* [What to do]:
- a) In the article on cancer research and drug spending below, recast the paragraph that opens "And speaking of individualized treatment" as a short bulleted list that retains its main facts.
- b) Proceed with the article on cancer research and drug spending below, writing onward from its final sentence.
*** Opening of Given passage ***
February 4th was World Cancer Day, when organizations from around the globe join in the common cause of raising awareness, raising money and influencing policy makers. All in an effort to push towards a cure for this devastating disease, and to improve care and support for cancer patients in the meantime.
Cancer is indeed a huge health concern in all parts of the world, and although it is not where Canadians spend the majority of our prescription drug plan dollars (see chart below), spending on cancer drugs is growing faster than almost any other class of drug. The reason is simple. Research.
There is no doubt that cancer is the focus of the most research in terms of finding new and innovative treatments, in Canada and throughout most of the world. Research is ongoing on many fronts, and some are very promising indeed.
The new treatments that have gotten the most media attention are gene-editing technology (e.g., CRISPR) and cell therapies (e.g., CAR-T) and therapies that use the immune system to attack cancerous cells. These and other emerging treatments have the potential to transform cancer, for the first time, from a group of fatal diseases into a group of chronic conditions that will be managed over the long term with highly individualized treatment plans.
And speaking of individualized treatment, some of the most innovative treatments being developed for cancer are highly individualized, targeting specific molecules found in a given tumour in a given patient. These therapies are in the early stages of development, but hundreds of these targeted therapies could be coming to market in the next several years. More traditional chemotherapy drugs are being reinvented to be more effective and cause fewer side effects.
It is truly a golden age for cancer research, but the next challenge, for governments, for insurers and for employers, will be to ensure that these life-saving treatments are available to all Canadians. Because although cancer drugs only account for $3 out of every $100 spent on prescription drugs today, spending is growing at a rate of nearly 12% a year, and with so many new cancer treatments awaiting approval or in development, this sharp upward trend seems poised to continue.
*** Close of Given passage ***
*** Opening of Information provided ***
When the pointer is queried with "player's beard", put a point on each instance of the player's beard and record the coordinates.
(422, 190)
*** Close of Information provided ***
* [Expected responses]:
- a)
- Some of the most innovative cancer treatments in development are highly individualized and target specific molecules in a given patient's tumour.
- These targeted therapies are at an early stage, but hundreds of them could reach the market in the next several years.
- More traditional chemotherapy drugs are being reinvented to work better and cause fewer side effects.

- b)
A number of drugs that had previously been administered in hospital are also being approved for home use, which means the cost shifts from government to private drug plans. This puts additional upward pressure on spending.
Express Scripts Canada, through its carrier partners, offers special programs to help cancer patients, and others with complex health conditions, navigate their healthcare journey to ensure they get the most out of their prescription drug plans. Because patients with serious conditions like cancer often require 3 or more medications and are under the care of various doctors, individualized support provided by Express Scripts Canada pharmacists can be invaluable for patients.
World Cancer Day is an initiative of the Union for International Cancer Control (UICC), a group of over 1,000 organizations in more than 160 countries, including health ministries, cancer societies, patient groups, researchers and other experts. The goal of the group is to reduce the global cancer burden, promote greater equity, and integrate cancer control into health and development agendas.